# GIVEN INSTRUCTION
Turn the lines of the rows below into a numbered list, one item per line, omitting any blank lines.

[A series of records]
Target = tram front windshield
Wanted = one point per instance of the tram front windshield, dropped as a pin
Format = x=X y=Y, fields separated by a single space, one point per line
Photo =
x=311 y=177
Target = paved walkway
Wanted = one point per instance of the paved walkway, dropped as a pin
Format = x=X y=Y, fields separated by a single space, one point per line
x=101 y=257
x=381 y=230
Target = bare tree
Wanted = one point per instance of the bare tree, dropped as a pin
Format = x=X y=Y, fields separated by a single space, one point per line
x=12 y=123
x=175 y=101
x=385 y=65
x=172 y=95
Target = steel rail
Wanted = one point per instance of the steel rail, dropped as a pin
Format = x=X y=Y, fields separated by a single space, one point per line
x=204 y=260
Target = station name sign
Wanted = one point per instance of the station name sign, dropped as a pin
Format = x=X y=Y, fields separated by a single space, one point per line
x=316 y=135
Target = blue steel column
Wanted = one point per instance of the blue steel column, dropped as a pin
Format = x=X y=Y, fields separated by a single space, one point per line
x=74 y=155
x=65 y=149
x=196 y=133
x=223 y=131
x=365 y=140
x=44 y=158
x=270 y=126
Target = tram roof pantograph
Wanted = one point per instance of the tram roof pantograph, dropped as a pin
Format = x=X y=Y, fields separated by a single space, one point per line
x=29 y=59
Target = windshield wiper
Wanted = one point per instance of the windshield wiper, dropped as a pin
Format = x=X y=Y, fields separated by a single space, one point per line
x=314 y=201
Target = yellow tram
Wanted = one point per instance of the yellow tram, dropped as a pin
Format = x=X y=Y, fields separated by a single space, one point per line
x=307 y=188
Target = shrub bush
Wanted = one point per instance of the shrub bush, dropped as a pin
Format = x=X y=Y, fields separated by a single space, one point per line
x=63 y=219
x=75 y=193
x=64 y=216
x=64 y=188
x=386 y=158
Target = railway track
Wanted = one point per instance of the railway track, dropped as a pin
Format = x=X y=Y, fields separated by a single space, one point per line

# WRITTEN REPLY
1. Target = tram front windshield
2. Wanted = one point per instance of the tram front windshield, dropped as a pin
3. Format = x=X y=Y, fields separated by a single space, one point per line
4. Photo =
5. x=311 y=177
6. Target = paved walkway
7. Wanted = one point per instance of the paved walkway, dropped as a pin
8. Format = x=X y=Y, fields separated by a single space, one point per line
9. x=101 y=257
10. x=381 y=230
11. Target = bare tree
12. Wanted = one point per instance of the bare tree, dropped as a pin
13. Format = x=X y=Y, fields separated by a single space, one point per line
14. x=12 y=123
15. x=175 y=101
16. x=385 y=65
17. x=172 y=95
18. Target = steel rail
19. Wanted = one point per instance of the steel rail, dropped as a pin
20. Format = x=X y=Y, fields separated by a single space, one point per line
21. x=204 y=260
22. Target = station name sign
23. Wanted = one point per instance of the station name sign, dropped as a pin
24. Format = x=X y=Y, fields separated by a single space, one point per line
25. x=316 y=135
26. Target = blue steel column
27. Wanted = one point per instance of the blue steel column, dropped as a pin
28. Format = x=X y=Y, fields separated by a single space, one point per line
29. x=74 y=155
30. x=65 y=149
31. x=196 y=133
32. x=223 y=131
33. x=365 y=140
34. x=44 y=158
35. x=270 y=126
36. Target = tram roof pantograph
37. Wanted = one point per instance of the tram roof pantograph, dropped as a pin
38. Format = x=X y=Y, fields separated by a single space, one point per line
39. x=29 y=59
40. Target = windshield wiper
41. Wanted = one point per instance of the windshield wiper, dropped as a pin
42. Format = x=X y=Y, fields separated by a single space, one point per line
43. x=314 y=201
44. Target = yellow tram
45. Wanted = one point per instance of the yellow tram, dropped as a pin
46. Format = x=X y=Y, fields separated by a single space, one point per line
47. x=307 y=188
48. Target = shrub bush
49. Wanted = one point per instance of the shrub bush, dropped as a pin
50. Format = x=X y=Y, fields separated by a single space, one point per line
51. x=63 y=219
52. x=75 y=193
53. x=64 y=216
54. x=64 y=188
55. x=386 y=158
56. Target = railway track
57. Wanted = one point per instance of the railway track, dropped as a pin
58. Format = x=X y=Y, fields separated by a single space, one point per line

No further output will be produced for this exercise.